### Quoted passage
Authors: Elspeth A. Bruford, Bryony Braschi, Paul Denny, Tamsin E. M. Jones, Ruth L. Seal, Susan Tweedie
Synopsis
This paper describes how genes (protein-coding, pseudogenes, and non-coding RNAs) are named. Pretty straightforward.
Summary
Naming protein-coding genes
A gene is a DNA segment that contributes to phenotype/function. Most protein-coding genes are named after their function. Genes with a common root symbol typically form some gene group that have sequence homology, shared function, or shared membership in a protein complex. Gene suffixes can be Arabic numerals, letters, or some combination of the two.
Genes with unknown function are named in 5 ways:
- Recognized structural domain and motifs encoded by the gene (E.g. ABHD1, “abhydrolase domain containing 1”; HEATR1, “HEAT repeat containing 1”)
- Homolog with other gene in human genome with known function (e.g. CASTOR3 is “CASTOR family member 3”). The placeholder FAM (“family with sequence similarity”) is used when the function of none of the homologous genes have known function. Each family has a unique FAM number (FAM3) and each family member has unique letter or letter and number (FAM3A or FAM4C2P).
- Homolog with gene in another species. If the gene has a one-to-one ortholog, it can take the exact name in other species (CDC45 for “cell division cycle 45” in yeast). A unique number or letter suffix added if there is more than one human homolog.
- Presence of open reading frame. Genes that don’t fit the previous 3 criteria are designated: chromosome, “orf” in lowercase, and the number in a series (eg. C3orf18, “chromosome 3 open reading frame 18”). If the gene’s coding potential is uncertain, the word “putative” is added in the name (“chromosome 18 putative open reading frame 15”).
- Genes identified by Human cDNA project at Kazusa DNA Research Institute are named using KIAA# identifiers
Naming pseudogenes
A pseudogene is a section of a chromosome that is incapable of producing a functional protein product, but has a high level of homology to a functional gene. Usually they are named after their parent with a “P” suffix (e.g. DPP3P1, “DPP3 pseudogene 1”; CBWD4P, “COBW domain containing 4, pseudogene”). The parent gene can be a functional ortholog in another species (e.g. ADAM24P, “ADAM metallopeptidase domain 24, pseudogene” after mouse Adam24). Sometimes pseudogenes won’t include the “P” if the symbol is well established (e.g. UOX, “urate oxidase (pseudogene)”). Some genes are pseudogenes in the reference and coding in some of the population. These genes are classified as protein-coding but indicated by “(gene/pseudogene)”
Naming non-coding RNAs
Non-coding RNAs (ncRNAs) are named according to their type (miRNA, tRNA, etc.). Long non-coding RNAs (lncRNAs) are named according to a key function or characteristic of the RNA, otherwise the following flowchart:
HG, host gene; PC, protein coding; DT, divergent transcript (used for lncRNA genes that share a promoter with a PC gene); IT, intronic transcript; OT, overlapping transcript; AS, antisense RNA; LINC, long intergenic non-protein-coding RNA
Naming readthrough transcripts
Readthrough transcripts are named by two symbols separated by a hyphen (e.g. INS-IGF2).

### To do
Copy everything from "Genes with unknown" down to "one human homolog." in the gene-naming summary, swapping "species" for "organism".

### Data below
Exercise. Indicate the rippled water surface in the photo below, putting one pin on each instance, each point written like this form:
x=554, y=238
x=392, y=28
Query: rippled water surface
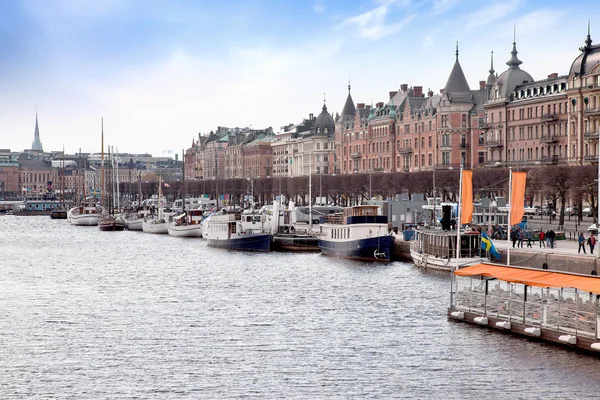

### Written solution
Genes with unknown function are named in 5 ways:
- Recognized structural domain and motifs encoded by the gene (E.g. ABHD1, “abhydrolase domain containing 1”; HEATR1, “HEAT repeat containing 1”)
- Homolog with other gene in human genome with known function (e.g. CASTOR3 is “CASTOR family member 3”). The placeholder FAM (“family with sequence similarity”) is used when the function of none of the homologous genes have known function. Each family has a unique FAM number (FAM3) and each family member has unique letter or letter and number (FAM3A or FAM4C2P).
- Homolog with gene in another organism. If the gene has a one-to-one ortholog, it can take the exact name in other organism (CDC45 for “cell division cycle 45” in yeast). A unique number or letter suffix added if there is more than one human homolog.